> **Alıştırma Yönergesi**
Lütfen aşağıdaki üç ifadenin tarım arazisi haberiyle uyuşup uyuşmadığını belirtin. Her biri için evet ya da hayır deyin ve karar veren sözleri haberden olduğu gibi alıntılayın.
(a) Şemsi Bayraktar, Türkiye Ziraat Odaları Birliğinin Genel Başkanıdır.
(b) Basın açıklaması Toprak Bayramının 50'nci yılı nedeniyle yapıldı.
(c) Tarım arazisi kaybı 20 yıllık bir süreçte yaşandı.

Kelebek Magazin

’30 yılda 4,8 milyon hektar tarım arazisini kaybettik’

Türkiye Ziraat Odaları Birliği Genel Başkanı Şemsi Bayraktar Toprak Bayramı’nda yaptığı açıklamada “30 yıllık bir süreçte 4,8 milyon hektar tarım …

Türkiye Ziraat Odaları Birliği Genel Başkanı Şemsi Bayraktar Toprak Bayramı’nda yaptığı açıklamada “30 yıllık bir süreçte 4,8 milyon hektar tarım arazisini kaybettik” dedi.

Türkiye Ziraat Odaları Birliği (TZOB) Genel Başkanı Şemsi Bayraktar Toprak Bayramının 77’inci yılı nedeniyle basın açıklaması gerçekleştirdi.

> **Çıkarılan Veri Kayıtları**
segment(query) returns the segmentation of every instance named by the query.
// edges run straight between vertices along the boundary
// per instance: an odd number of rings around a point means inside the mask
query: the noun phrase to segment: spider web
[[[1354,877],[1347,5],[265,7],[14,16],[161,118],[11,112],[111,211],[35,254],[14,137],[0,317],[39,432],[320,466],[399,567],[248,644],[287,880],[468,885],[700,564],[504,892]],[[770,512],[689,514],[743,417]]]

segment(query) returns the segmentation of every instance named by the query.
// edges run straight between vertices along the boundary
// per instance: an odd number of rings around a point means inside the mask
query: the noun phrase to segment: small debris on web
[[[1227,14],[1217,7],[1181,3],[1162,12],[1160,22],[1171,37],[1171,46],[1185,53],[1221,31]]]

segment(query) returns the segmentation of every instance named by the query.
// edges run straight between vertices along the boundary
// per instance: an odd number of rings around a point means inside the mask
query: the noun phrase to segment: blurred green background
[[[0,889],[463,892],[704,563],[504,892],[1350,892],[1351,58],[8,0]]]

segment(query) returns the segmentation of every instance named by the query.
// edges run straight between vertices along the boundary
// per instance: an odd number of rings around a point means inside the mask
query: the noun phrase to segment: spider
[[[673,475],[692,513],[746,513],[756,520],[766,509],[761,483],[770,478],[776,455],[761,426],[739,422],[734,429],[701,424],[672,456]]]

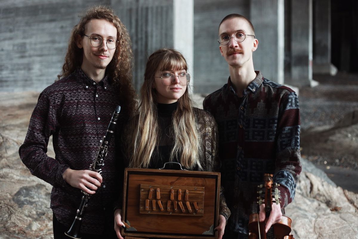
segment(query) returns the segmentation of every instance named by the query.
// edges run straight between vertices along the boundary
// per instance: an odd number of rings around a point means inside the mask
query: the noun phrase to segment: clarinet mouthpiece
[[[116,109],[115,110],[115,111],[116,113],[117,114],[119,113],[120,111],[121,111],[121,106],[117,105],[116,107]]]

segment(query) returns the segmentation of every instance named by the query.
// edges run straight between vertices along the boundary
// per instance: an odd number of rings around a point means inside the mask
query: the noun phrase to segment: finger
[[[96,186],[91,183],[90,182],[84,181],[83,183],[91,191],[95,191],[98,189],[98,187]]]
[[[267,219],[267,221],[266,223],[266,226],[265,227],[265,231],[266,232],[267,232],[270,228],[271,227],[271,226],[272,225],[272,223],[274,223],[274,221],[275,221],[275,219],[276,218],[276,215],[275,215],[275,214],[272,213],[272,212],[271,212],[271,214],[270,215],[270,216],[268,217],[268,219]]]
[[[88,170],[88,175],[93,178],[96,178],[101,183],[102,183],[102,176],[96,172]]]
[[[121,235],[120,230],[121,229],[119,228],[118,228],[118,230],[116,230],[116,234],[117,235],[117,237],[118,238],[118,239],[124,239]]]
[[[88,176],[86,178],[85,180],[91,184],[95,185],[97,188],[101,187],[101,183],[96,178],[90,177]]]
[[[95,191],[93,191],[86,187],[83,183],[80,183],[79,185],[79,188],[83,192],[88,193],[88,194],[94,194],[96,193]]]
[[[266,218],[266,214],[265,212],[265,205],[262,204],[260,205],[260,212],[258,214],[258,220],[262,222],[265,220]]]
[[[223,235],[223,230],[218,230],[218,239],[222,239]]]

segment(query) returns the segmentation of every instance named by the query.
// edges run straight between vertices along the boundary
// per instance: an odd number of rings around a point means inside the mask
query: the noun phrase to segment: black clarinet
[[[103,137],[100,141],[99,148],[97,151],[97,154],[93,162],[90,166],[89,170],[91,171],[96,172],[100,174],[102,172],[101,167],[105,165],[103,159],[107,155],[107,150],[109,145],[111,138],[114,133],[115,129],[117,124],[117,121],[118,119],[119,112],[121,111],[121,106],[117,105],[116,107],[114,113],[112,115],[111,122],[108,125],[107,131],[106,132],[106,135]],[[81,190],[81,192],[83,194],[82,196],[82,200],[79,207],[77,210],[77,214],[74,218],[74,220],[72,224],[72,225],[68,231],[65,233],[65,235],[69,237],[76,239],[81,238],[81,225],[82,220],[83,219],[83,215],[84,212],[84,209],[87,206],[87,202],[91,195]]]

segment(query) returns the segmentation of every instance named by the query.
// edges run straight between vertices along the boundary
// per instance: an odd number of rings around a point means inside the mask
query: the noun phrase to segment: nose
[[[234,48],[238,46],[238,42],[237,42],[235,39],[234,39],[233,37],[231,37],[230,38],[230,41],[229,42],[229,47],[230,48]]]
[[[173,84],[179,84],[180,82],[180,80],[179,80],[179,76],[174,76],[174,78],[173,79]]]
[[[107,40],[105,39],[102,40],[102,44],[101,44],[101,46],[100,46],[100,50],[103,50],[103,51],[105,52],[108,49],[108,48],[107,47]],[[105,41],[106,41],[106,42],[105,42]]]

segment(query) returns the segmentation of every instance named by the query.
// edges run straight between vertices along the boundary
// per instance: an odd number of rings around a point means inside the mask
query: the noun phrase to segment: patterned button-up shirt
[[[53,186],[50,207],[59,221],[69,228],[83,194],[67,183],[62,174],[69,168],[89,168],[116,106],[121,104],[118,92],[107,76],[96,83],[78,68],[41,93],[31,116],[25,141],[19,150],[20,157],[31,173]],[[117,130],[123,125],[125,115],[122,110]],[[55,158],[46,154],[51,135]],[[115,141],[112,139],[104,159],[101,186],[88,201],[81,227],[83,232],[102,233],[106,212],[113,217],[118,182]]]
[[[260,72],[238,97],[228,82],[207,97],[204,109],[218,123],[222,185],[231,212],[226,230],[248,234],[256,212],[257,186],[265,173],[280,186],[283,209],[293,199],[301,171],[300,118],[296,93]]]

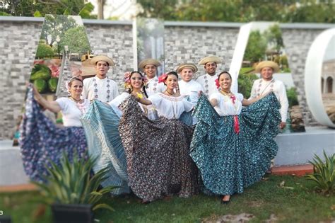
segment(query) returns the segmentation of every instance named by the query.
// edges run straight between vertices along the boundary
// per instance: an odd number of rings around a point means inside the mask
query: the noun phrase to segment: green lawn
[[[281,183],[285,185],[281,186]],[[303,178],[270,176],[232,197],[228,205],[218,197],[204,195],[190,198],[165,198],[148,205],[139,202],[134,195],[105,198],[115,211],[99,210],[99,222],[200,222],[216,219],[225,215],[248,213],[249,222],[263,222],[271,214],[278,222],[319,222],[335,221],[335,196],[325,197],[313,192],[314,184]],[[0,210],[11,215],[13,223],[51,222],[50,210],[42,217],[34,217],[38,204],[32,202],[36,192],[0,194]]]

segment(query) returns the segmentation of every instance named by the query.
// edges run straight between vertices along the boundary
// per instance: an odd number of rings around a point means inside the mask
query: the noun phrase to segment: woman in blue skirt
[[[231,84],[230,74],[223,72],[218,77],[218,92],[209,101],[201,96],[194,111],[198,124],[190,152],[204,185],[222,195],[223,203],[259,181],[269,169],[278,150],[274,138],[281,122],[280,104],[274,93],[247,101],[232,93]]]
[[[68,89],[70,96],[48,101],[35,87],[28,88],[19,143],[23,167],[31,180],[42,181],[43,176],[47,174],[45,166],[49,161],[59,164],[64,151],[70,160],[74,154],[80,158],[86,157],[86,139],[80,118],[86,113],[90,102],[81,99],[81,79],[72,78]],[[56,126],[43,114],[40,105],[54,113],[61,112],[64,127]]]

> **Alıştırmanın Çözümü**
(a) Evet: "Türkiye Ziraat Odaları Birliği (TZOB) Genel Başkanı Şemsi Bayraktar"
(b) Hayır: "Toprak Bayramının 77’inci yılı nedeniyle basın açıklaması gerçekleştirdi"
(c) Hayır: "30 yıllık bir süreçte 4,8 milyon hektar tarım arazisini kaybettik"